(Photo object pointing listing)
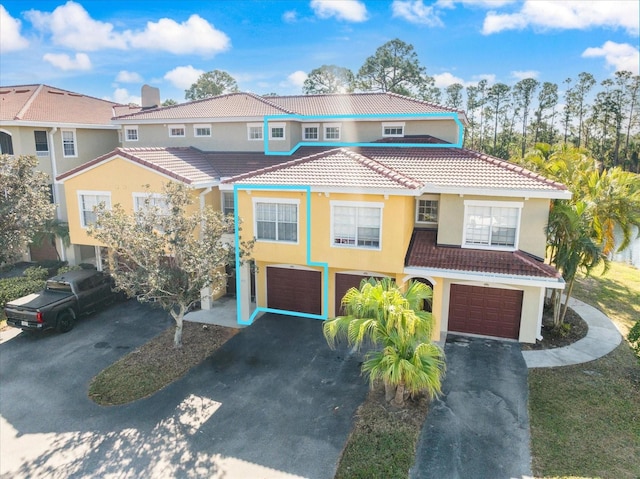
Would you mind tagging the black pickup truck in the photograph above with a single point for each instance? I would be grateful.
(64, 299)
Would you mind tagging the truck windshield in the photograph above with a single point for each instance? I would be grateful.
(58, 287)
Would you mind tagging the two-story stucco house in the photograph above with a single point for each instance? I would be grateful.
(337, 188)
(62, 129)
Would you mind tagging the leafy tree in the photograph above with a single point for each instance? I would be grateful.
(404, 357)
(328, 79)
(166, 252)
(25, 205)
(393, 68)
(215, 82)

* _EXERCISE AIM_: Can you repeat every line of the listing above word for word, leaving out the pictures?

* _IN RESPONSE_:
Would you mind tagging the black pickup truck in the photograph above with a single point for each instance? I would be grateful.
(64, 299)
Would you mind tagging the truck windshield in the photograph above with a single point for each instance? I would be grateful.
(58, 287)
Would you mind tagging the two-story stucco house in the photograph above with a single point for each instance? I would be grateful.
(337, 188)
(62, 129)
Would you mind tagging the leafy tree in the photograph above with a single point for each instance? I would be grateful.
(404, 357)
(328, 79)
(166, 252)
(25, 205)
(393, 68)
(215, 82)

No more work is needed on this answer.